=== Begin Enclosure ===

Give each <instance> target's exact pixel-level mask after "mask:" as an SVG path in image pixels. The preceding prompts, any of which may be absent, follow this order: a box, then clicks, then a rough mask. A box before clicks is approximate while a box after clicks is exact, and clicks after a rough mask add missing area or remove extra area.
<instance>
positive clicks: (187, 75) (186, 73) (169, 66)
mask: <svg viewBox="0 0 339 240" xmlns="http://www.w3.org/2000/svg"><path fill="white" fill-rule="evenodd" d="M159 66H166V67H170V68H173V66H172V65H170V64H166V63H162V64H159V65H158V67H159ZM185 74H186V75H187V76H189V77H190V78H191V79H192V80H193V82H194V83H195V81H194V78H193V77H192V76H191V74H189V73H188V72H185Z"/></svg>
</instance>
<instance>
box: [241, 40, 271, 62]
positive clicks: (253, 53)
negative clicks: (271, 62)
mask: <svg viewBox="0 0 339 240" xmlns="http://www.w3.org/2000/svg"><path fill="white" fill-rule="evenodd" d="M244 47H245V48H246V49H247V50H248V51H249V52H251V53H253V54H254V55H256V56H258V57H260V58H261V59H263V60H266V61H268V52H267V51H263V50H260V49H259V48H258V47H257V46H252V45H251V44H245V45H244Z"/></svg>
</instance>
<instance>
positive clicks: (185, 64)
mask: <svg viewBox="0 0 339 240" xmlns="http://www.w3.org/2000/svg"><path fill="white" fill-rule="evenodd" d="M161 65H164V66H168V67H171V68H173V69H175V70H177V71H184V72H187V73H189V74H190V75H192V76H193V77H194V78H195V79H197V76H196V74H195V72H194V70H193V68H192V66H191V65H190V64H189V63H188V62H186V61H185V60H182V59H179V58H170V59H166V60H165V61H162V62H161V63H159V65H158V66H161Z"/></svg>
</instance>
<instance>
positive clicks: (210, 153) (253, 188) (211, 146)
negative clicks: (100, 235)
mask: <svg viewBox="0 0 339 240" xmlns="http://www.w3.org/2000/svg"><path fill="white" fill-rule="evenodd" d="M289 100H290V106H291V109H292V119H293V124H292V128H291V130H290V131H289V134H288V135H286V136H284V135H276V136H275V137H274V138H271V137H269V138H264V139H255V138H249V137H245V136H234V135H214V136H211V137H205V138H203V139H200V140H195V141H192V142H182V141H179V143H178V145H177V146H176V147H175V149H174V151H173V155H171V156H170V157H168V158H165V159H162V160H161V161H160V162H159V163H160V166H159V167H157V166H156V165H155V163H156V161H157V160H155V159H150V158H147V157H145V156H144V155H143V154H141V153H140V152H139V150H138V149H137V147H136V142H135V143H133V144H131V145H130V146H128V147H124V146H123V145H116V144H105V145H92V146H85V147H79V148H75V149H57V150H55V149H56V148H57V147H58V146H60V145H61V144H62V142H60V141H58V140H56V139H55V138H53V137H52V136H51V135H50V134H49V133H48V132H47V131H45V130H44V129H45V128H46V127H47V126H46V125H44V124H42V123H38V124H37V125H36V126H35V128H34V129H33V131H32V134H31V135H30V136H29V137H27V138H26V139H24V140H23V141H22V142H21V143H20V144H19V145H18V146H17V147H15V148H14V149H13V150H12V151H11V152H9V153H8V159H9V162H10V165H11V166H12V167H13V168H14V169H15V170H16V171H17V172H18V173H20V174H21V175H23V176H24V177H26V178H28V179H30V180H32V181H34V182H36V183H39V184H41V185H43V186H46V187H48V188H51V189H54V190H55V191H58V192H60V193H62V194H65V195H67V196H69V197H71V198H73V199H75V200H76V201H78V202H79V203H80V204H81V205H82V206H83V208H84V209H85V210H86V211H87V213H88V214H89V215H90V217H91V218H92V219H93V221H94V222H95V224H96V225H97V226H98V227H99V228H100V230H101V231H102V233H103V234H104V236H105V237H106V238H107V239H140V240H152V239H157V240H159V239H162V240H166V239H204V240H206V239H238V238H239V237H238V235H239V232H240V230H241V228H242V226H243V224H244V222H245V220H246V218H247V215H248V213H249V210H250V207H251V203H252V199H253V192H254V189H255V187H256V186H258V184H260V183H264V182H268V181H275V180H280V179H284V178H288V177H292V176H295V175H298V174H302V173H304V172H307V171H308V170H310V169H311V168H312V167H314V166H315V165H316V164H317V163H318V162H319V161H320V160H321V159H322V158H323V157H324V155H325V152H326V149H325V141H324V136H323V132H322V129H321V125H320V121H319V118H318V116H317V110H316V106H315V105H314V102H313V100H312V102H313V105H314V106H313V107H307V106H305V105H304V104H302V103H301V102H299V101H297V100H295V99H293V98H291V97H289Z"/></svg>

=== End Enclosure ===

■ TASK REQUIREMENTS ■
What is needed is an exact transcription of every entry above.

■ TASK RESULT ■
Give each <instance> target's exact pixel-level mask after "mask:" as an SVG path in image pixels. The preceding prompts, any of which may be absent, follow this order: a box, then clicks, then a rough mask. A box before clicks is approximate while a box after clicks is exact, and clicks after a rough mask add missing area or remove extra area.
<instance>
positive clicks: (187, 75) (186, 73) (169, 66)
mask: <svg viewBox="0 0 339 240" xmlns="http://www.w3.org/2000/svg"><path fill="white" fill-rule="evenodd" d="M159 66H166V67H170V68H173V66H172V65H170V64H166V63H162V64H159V65H158V67H159ZM185 74H186V75H187V76H189V77H190V78H191V79H192V80H193V82H194V83H195V81H194V78H193V77H192V76H191V74H189V73H188V72H185Z"/></svg>
</instance>
<instance>
box: [241, 40, 271, 62]
positive clicks: (253, 53)
negative clicks: (271, 62)
mask: <svg viewBox="0 0 339 240" xmlns="http://www.w3.org/2000/svg"><path fill="white" fill-rule="evenodd" d="M244 47H245V48H246V49H247V50H248V51H249V52H251V53H253V54H254V55H256V56H258V57H260V58H261V59H263V60H266V61H268V52H267V51H263V50H260V49H259V48H258V47H257V46H252V45H251V44H245V45H244Z"/></svg>
</instance>
<instance>
positive clicks: (185, 64)
mask: <svg viewBox="0 0 339 240" xmlns="http://www.w3.org/2000/svg"><path fill="white" fill-rule="evenodd" d="M161 65H164V66H168V67H171V68H173V69H175V70H177V71H184V72H187V73H189V74H190V75H192V76H193V77H194V78H195V79H197V76H196V74H195V72H194V70H193V68H192V66H191V65H190V64H189V63H188V62H186V61H185V60H182V59H179V58H170V59H166V60H165V61H162V62H161V63H159V65H158V66H161Z"/></svg>
</instance>
<instance>
positive clicks: (210, 153) (253, 188) (211, 146)
negative clicks: (100, 235)
mask: <svg viewBox="0 0 339 240" xmlns="http://www.w3.org/2000/svg"><path fill="white" fill-rule="evenodd" d="M289 100H290V106H291V109H292V119H293V124H292V128H291V130H290V131H289V134H288V135H286V136H284V135H276V136H275V137H274V138H271V137H269V138H264V139H255V138H249V137H245V136H234V135H214V136H211V137H205V138H203V139H200V140H195V141H192V142H182V141H179V143H178V145H177V146H176V147H175V149H174V151H173V155H171V156H170V157H168V158H165V159H162V160H161V161H160V162H159V163H160V166H159V167H157V166H156V165H155V163H156V161H157V160H155V159H150V158H147V157H145V156H144V155H143V154H141V153H140V152H139V150H138V149H137V147H136V142H135V143H133V144H131V145H130V146H128V147H124V146H123V145H116V144H105V145H92V146H85V147H79V148H75V149H57V150H55V149H56V148H57V147H58V146H60V145H61V144H62V142H60V141H58V140H56V139H55V138H53V137H52V136H51V135H50V134H49V133H48V132H47V131H45V130H44V129H45V128H46V127H47V126H46V125H44V124H42V123H38V124H37V125H36V126H35V128H34V129H33V131H32V134H31V135H30V136H29V137H27V138H26V139H24V140H23V141H22V142H21V143H20V144H19V145H18V146H17V147H15V148H14V149H13V150H12V151H11V152H9V153H8V159H9V162H10V165H11V166H12V167H13V168H14V169H15V170H16V171H17V172H18V173H20V174H21V175H23V176H24V177H26V178H28V179H30V180H32V181H34V182H36V183H39V184H41V185H43V186H46V187H48V188H51V189H54V190H55V191H58V192H60V193H62V194H65V195H67V196H69V197H71V198H73V199H75V200H76V201H78V202H79V203H80V204H81V205H82V206H83V208H84V209H85V210H86V211H87V213H88V214H89V215H90V217H91V218H92V219H93V221H94V222H95V224H96V225H97V226H98V227H99V228H100V230H101V231H102V233H103V234H104V236H105V237H106V238H107V239H140V240H152V239H157V240H159V239H162V240H166V239H204V240H206V239H238V238H239V237H238V235H239V232H240V230H241V228H242V226H243V224H244V222H245V220H246V218H247V215H248V213H249V210H250V207H251V203H252V199H253V192H254V189H255V187H256V186H258V184H260V183H264V182H268V181H275V180H280V179H284V178H288V177H292V176H295V175H298V174H302V173H304V172H307V171H308V170H310V169H311V168H312V167H314V166H315V165H316V164H317V163H318V162H319V161H320V160H321V159H322V158H323V157H324V155H325V152H326V149H325V141H324V136H323V132H322V129H321V125H320V121H319V118H318V116H317V110H316V106H315V105H314V102H313V100H312V102H313V105H314V106H313V107H307V106H305V105H304V104H302V103H301V102H299V101H297V100H295V99H293V98H291V97H289Z"/></svg>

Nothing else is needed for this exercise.